PROBLEMI DA RISOLVERE:
• 1. Elenca tutte le parti del corpo nominate nel brano «Fuga».
• 2. Prosegui il brano «Fuga» partendo dalla sua ultima frase.

BRANO DI TESTO:
========

17 ottobre 2010

Fuga

Ho il fiato grosso. il fiatone, si direbbe.
Il sudore ha imbevuto la maglietta, cola dalla fronte, mi riga il collo.
Le gambe vanno avanti quasi per inerzia. Sanno che devono muoversi e lo fanno. Senza chiedere perchè.
Il cuore pompa sangue, veloce, ritmico, forse troppo.
Sto scappando. Sto correndo via di la. Cerco di farlo nel modo più veloce e regolare possibile. Evito di inciampare, provo a non fermarmi finchè non mi sento al sicuro.
Finalmente una sensazione di benessere e la certezza di essere in salvo. Allora decido di fermarmi.
Ora che riprendo fiato, mi guardo intorno e non vedo niente. E' buio. Vado avanti con le braccia tese ed i sensi allertati: per non picchiare la faccia.
Trovo una parete e decido di seguirla. Arrivo ad un angolo e giro, poi un altro ed un altro. Infine un quarto. Mi accorgo sgomento di essere rinchiuso in una stanza senza porte, senza vie di fuga.

========

VOCI DEL DATASET:
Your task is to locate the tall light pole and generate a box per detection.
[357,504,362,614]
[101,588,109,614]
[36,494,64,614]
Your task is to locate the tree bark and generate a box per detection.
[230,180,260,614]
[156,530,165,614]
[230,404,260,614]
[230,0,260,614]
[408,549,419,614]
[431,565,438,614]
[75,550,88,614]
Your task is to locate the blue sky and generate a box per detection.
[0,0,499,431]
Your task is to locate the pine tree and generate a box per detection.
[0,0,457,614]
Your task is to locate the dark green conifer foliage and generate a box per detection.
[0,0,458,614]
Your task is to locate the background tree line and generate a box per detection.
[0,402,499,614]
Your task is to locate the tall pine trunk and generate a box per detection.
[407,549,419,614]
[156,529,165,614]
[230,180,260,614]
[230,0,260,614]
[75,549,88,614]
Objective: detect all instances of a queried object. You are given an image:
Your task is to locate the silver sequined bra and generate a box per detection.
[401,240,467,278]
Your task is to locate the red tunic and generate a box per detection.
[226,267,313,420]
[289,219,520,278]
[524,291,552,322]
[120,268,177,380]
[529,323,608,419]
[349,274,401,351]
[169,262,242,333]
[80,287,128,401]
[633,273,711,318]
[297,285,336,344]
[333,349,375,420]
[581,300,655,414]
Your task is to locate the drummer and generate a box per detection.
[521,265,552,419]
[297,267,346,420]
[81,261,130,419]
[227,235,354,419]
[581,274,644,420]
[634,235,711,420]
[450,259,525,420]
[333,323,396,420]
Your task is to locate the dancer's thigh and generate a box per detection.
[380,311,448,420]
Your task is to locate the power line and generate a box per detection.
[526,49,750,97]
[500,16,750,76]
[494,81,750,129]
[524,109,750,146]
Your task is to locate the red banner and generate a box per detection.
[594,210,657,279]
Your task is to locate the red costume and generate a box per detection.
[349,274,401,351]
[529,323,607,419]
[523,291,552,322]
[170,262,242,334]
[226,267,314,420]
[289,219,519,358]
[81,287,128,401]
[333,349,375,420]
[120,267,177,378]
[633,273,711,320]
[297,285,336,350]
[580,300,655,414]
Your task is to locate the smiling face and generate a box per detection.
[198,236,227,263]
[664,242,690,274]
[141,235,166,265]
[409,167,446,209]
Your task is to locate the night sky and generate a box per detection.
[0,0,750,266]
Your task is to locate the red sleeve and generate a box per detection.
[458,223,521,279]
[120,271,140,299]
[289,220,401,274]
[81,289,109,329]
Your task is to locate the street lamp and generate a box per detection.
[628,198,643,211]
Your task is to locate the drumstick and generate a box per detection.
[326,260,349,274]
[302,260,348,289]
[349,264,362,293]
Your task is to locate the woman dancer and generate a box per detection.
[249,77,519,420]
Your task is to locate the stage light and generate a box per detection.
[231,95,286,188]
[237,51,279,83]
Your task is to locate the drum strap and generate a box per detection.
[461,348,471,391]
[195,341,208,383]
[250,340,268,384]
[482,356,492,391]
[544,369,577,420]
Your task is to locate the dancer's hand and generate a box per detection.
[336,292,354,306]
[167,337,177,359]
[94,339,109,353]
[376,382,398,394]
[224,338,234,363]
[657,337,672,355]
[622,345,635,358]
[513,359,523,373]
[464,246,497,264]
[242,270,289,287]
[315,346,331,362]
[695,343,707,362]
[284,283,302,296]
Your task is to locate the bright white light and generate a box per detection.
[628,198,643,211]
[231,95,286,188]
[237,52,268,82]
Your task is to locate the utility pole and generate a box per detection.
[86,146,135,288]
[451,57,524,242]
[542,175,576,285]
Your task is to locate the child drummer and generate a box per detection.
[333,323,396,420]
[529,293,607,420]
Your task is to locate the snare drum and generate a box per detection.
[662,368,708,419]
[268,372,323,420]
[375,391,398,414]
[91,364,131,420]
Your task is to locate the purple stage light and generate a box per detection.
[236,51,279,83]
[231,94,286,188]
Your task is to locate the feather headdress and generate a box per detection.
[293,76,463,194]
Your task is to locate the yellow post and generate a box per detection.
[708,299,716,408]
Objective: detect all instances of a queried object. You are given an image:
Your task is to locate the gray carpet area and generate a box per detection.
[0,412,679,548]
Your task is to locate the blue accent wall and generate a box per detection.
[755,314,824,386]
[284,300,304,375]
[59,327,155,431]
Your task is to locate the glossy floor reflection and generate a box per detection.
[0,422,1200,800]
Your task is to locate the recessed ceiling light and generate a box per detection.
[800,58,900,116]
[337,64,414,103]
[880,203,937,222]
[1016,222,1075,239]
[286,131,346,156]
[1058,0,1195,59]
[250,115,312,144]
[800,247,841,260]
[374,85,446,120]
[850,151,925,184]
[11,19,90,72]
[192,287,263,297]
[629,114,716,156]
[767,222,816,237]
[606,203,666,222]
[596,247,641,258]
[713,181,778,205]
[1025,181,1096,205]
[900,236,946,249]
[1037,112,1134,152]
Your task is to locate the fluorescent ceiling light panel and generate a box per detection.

========

RISPOSTE PER ESERCIZIO:
• 1. fronte, collo, gambe, cuore, braccia, faccia

• 2.
L'essere da solo lascia spazio alla consapevolezza che si tratti di un cosa non vera.
Cerco la tasca dei jeans e tiro fuori un accendino.
Faccio girare la rotella e accendo.
E sono tutti li.
Mi fissano.
Aspettano che io dica qualcosa.
In attesa.
Tutti i miei fantasmi, tutte le cose successe negli ultimi mesi, sono li che mi guardano e, adesso, io guardo loro.
La fuga è stata una parentesi inutile, un mero esercizio fisico. Non c'erano posti in cui scappare.
Questa stanza è la mia testa e, ora lo so, è popolata da fantasmi con i quali devo fare i conti.
Ogni singolo momento.
L'accendino si spenge.
Di nuovo notte...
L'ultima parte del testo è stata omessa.